(Point labeling samples)
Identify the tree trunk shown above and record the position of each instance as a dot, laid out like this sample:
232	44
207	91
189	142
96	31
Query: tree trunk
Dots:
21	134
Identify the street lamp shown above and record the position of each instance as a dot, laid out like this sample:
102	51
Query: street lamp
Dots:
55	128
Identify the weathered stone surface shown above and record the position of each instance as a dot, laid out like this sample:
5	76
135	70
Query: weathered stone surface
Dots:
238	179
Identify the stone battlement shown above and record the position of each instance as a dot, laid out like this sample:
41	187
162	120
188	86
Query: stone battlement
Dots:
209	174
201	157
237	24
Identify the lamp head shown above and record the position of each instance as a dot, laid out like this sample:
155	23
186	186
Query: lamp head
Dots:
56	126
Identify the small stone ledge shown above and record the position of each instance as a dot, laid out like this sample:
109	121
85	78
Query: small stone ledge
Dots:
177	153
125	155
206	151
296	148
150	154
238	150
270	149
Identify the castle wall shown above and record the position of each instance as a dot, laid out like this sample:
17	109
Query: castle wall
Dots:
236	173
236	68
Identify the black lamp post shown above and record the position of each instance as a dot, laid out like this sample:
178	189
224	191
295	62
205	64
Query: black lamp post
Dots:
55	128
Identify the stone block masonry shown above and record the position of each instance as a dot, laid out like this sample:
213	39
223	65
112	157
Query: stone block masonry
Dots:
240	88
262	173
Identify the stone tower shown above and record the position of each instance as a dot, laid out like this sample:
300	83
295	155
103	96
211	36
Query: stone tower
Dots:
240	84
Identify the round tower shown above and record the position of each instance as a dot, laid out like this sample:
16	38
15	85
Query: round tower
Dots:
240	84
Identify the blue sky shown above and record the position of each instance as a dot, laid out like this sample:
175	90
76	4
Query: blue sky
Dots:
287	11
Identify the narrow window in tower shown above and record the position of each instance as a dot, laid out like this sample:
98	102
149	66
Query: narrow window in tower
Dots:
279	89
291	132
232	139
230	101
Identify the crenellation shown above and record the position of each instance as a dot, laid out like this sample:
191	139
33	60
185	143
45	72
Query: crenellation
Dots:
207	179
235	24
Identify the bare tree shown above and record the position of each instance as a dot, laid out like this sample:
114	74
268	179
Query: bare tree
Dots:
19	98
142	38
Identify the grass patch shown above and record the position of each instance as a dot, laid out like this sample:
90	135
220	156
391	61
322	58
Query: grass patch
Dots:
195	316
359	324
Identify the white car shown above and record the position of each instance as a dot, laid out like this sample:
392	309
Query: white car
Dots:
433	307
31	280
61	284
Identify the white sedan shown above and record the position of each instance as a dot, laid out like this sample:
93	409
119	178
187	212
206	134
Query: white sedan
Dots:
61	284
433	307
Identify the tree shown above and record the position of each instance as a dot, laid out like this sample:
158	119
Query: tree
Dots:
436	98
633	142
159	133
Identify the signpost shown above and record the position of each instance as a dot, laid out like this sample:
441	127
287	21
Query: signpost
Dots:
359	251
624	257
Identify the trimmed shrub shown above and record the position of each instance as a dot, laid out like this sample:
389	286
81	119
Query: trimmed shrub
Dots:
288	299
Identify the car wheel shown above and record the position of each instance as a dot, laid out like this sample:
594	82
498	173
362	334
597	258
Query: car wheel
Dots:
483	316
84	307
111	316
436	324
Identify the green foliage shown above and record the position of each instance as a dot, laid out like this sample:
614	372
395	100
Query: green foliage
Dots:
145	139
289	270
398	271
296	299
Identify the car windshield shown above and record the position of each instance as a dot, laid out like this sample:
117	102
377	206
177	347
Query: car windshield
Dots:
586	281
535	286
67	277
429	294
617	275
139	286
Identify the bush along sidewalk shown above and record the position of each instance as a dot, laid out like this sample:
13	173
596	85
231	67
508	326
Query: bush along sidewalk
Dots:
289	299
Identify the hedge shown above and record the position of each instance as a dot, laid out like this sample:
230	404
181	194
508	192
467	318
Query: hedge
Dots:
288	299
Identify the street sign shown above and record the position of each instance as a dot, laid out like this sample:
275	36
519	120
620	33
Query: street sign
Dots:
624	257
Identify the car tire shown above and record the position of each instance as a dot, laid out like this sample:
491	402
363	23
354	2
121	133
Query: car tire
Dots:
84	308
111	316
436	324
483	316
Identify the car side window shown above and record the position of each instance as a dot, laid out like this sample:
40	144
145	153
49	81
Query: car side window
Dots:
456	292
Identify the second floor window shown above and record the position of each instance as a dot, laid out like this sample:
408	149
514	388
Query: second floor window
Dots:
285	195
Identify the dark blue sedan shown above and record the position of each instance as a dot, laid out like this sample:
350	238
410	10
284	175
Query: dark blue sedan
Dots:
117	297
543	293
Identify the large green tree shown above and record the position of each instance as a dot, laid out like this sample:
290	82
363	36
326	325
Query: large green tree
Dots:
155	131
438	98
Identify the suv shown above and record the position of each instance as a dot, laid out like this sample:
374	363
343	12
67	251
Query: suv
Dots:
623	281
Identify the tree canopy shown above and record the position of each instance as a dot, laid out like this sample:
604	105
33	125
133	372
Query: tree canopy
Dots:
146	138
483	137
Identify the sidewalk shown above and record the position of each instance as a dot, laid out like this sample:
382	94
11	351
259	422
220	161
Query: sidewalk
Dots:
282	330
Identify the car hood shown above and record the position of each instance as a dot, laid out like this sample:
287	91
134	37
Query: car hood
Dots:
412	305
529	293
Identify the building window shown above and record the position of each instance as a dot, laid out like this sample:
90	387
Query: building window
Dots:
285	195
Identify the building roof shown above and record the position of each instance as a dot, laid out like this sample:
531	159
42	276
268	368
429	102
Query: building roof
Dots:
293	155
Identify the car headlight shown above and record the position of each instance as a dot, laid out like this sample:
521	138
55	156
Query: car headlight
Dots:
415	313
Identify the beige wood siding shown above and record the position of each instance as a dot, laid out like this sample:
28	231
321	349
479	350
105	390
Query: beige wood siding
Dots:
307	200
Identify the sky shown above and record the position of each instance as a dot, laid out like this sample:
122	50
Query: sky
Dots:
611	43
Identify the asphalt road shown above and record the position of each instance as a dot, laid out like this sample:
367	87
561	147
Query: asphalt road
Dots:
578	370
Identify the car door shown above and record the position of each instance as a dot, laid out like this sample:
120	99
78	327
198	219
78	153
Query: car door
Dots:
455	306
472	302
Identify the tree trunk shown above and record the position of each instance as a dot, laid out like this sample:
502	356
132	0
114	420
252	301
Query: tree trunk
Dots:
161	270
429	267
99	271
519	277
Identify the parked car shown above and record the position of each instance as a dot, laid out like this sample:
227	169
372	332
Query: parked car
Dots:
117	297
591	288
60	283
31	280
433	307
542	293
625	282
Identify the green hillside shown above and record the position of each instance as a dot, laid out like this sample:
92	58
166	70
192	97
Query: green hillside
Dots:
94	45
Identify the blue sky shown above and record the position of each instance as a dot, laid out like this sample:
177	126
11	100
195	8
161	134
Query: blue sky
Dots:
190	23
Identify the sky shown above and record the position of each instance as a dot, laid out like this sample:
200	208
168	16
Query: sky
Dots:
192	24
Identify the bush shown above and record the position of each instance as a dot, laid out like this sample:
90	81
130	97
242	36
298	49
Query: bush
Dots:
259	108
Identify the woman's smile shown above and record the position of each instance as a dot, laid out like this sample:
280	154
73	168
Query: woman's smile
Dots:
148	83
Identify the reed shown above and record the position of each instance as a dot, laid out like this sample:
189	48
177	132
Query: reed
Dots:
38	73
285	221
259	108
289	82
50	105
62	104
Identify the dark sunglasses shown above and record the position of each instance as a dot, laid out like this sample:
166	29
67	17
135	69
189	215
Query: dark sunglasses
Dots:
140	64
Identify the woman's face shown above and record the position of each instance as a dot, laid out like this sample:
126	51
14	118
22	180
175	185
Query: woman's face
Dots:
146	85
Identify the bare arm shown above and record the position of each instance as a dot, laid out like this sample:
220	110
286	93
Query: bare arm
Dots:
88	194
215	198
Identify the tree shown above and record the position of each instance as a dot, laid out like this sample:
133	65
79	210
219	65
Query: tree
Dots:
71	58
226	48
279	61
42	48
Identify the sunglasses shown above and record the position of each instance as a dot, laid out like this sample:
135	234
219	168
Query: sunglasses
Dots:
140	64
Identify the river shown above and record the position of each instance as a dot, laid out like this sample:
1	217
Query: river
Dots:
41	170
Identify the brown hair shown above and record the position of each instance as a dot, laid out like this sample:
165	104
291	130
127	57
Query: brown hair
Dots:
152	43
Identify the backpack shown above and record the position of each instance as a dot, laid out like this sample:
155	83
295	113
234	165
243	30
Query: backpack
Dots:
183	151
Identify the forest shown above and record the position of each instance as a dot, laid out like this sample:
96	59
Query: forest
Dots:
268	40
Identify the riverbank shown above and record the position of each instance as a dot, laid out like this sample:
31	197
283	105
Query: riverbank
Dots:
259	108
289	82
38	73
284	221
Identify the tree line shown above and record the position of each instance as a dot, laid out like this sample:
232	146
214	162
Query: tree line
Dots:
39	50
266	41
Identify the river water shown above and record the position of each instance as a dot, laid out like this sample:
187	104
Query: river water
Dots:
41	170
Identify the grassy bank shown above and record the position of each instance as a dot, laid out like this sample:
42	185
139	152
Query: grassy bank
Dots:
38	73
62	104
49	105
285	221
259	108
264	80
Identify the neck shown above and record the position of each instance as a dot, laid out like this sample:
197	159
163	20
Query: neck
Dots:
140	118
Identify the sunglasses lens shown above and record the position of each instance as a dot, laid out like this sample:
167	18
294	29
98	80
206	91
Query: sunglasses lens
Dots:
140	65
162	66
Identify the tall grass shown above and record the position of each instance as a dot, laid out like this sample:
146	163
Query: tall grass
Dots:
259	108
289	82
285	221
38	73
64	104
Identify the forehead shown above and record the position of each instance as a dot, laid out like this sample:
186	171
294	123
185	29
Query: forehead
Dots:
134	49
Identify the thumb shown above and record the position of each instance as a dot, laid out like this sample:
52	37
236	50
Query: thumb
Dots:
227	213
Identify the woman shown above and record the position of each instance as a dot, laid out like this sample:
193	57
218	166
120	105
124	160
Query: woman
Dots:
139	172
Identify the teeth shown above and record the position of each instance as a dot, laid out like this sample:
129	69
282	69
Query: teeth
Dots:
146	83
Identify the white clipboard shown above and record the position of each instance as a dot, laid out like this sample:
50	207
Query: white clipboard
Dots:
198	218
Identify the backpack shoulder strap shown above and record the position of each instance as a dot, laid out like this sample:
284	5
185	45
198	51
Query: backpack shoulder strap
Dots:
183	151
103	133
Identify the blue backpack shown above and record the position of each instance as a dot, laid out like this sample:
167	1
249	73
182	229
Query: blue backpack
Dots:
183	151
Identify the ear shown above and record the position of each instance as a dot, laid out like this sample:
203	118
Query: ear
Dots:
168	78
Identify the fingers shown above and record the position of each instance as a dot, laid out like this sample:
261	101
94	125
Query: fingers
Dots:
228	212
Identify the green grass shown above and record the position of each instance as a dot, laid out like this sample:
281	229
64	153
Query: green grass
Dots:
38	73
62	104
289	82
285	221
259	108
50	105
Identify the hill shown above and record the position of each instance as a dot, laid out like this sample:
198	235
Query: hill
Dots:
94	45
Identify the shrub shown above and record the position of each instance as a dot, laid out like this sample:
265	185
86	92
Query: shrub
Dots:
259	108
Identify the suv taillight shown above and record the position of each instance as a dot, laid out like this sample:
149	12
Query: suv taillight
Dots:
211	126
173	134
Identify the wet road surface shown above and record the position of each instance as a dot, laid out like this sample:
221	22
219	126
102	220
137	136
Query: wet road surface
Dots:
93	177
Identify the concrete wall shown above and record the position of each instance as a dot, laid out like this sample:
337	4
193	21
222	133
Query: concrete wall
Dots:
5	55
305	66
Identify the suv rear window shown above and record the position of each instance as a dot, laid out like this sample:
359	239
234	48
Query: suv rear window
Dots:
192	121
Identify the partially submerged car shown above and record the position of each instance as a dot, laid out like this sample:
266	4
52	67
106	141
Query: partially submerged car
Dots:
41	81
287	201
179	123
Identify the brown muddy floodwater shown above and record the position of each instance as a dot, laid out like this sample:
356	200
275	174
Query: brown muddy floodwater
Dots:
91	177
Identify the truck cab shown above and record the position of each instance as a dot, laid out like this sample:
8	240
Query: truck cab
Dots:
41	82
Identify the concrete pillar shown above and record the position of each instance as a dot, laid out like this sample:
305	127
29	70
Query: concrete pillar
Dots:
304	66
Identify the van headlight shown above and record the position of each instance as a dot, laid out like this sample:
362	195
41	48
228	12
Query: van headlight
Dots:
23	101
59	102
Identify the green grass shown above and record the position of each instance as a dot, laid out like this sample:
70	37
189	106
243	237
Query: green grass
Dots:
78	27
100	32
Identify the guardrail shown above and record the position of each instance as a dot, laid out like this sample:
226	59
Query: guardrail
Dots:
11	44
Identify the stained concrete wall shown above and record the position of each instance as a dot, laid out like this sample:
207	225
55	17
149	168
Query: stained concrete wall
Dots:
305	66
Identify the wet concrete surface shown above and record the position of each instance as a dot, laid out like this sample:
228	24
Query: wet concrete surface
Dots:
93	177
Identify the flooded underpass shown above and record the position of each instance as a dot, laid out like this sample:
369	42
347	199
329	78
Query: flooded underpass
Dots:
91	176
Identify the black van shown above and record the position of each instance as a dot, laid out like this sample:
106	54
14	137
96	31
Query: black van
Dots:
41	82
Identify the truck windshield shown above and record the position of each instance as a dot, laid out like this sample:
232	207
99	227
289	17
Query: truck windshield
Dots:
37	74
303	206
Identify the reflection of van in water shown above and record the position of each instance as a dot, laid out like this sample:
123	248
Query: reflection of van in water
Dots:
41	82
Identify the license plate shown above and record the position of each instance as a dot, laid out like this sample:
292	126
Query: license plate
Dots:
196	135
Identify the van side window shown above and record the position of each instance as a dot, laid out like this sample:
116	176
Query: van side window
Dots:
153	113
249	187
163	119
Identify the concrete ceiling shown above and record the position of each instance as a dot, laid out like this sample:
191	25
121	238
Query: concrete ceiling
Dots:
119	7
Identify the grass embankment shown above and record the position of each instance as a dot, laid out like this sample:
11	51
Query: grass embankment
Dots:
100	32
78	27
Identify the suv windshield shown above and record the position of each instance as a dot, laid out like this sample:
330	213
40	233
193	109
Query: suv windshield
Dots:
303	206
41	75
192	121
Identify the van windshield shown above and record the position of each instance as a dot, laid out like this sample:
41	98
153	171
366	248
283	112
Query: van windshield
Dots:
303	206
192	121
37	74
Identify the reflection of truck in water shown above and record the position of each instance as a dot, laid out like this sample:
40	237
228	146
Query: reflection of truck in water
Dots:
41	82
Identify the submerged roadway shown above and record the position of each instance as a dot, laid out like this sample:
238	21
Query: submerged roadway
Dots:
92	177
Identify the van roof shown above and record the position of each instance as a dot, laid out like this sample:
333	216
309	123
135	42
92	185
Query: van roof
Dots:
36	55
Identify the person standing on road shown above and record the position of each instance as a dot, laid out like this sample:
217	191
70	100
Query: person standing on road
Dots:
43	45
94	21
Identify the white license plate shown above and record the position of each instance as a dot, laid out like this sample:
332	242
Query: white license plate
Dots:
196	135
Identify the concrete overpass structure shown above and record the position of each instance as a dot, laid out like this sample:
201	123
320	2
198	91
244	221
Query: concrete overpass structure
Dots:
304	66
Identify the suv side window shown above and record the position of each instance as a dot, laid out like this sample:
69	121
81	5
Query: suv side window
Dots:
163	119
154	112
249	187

** Task prompt **
Give the lines from the one containing "Identify the van roof" through the end of the material again, renaming "Query" to "Target" wherever it occurs and leaving everything else unchanged.

** Full response **
Identify the van roof shown above and record the position of each instance as a dot, laid out like this sample:
333	216
309	123
135	42
92	185
Target: van roof
Dots:
36	55
Identify the person standing on road shown above and record the position of each instance as a dot, laid out like this sample:
217	191
70	100
Target: person standing on road
Dots:
43	45
94	21
Identify the white license plate shown above and record the position of each instance as a dot, laid out like this sample:
332	242
Target: white license plate
Dots:
196	135
Identify the concrete overpass structure shown above and record the position of each instance as a dot, laid out like this sample:
201	123
320	2
198	91
244	221
Target: concrete overpass structure
Dots:
304	66
Identify the suv side window shown above and record the position of each instance as a dot, laid out like this sample:
69	121
81	5
Target: suv side window
Dots:
163	119
154	112
249	187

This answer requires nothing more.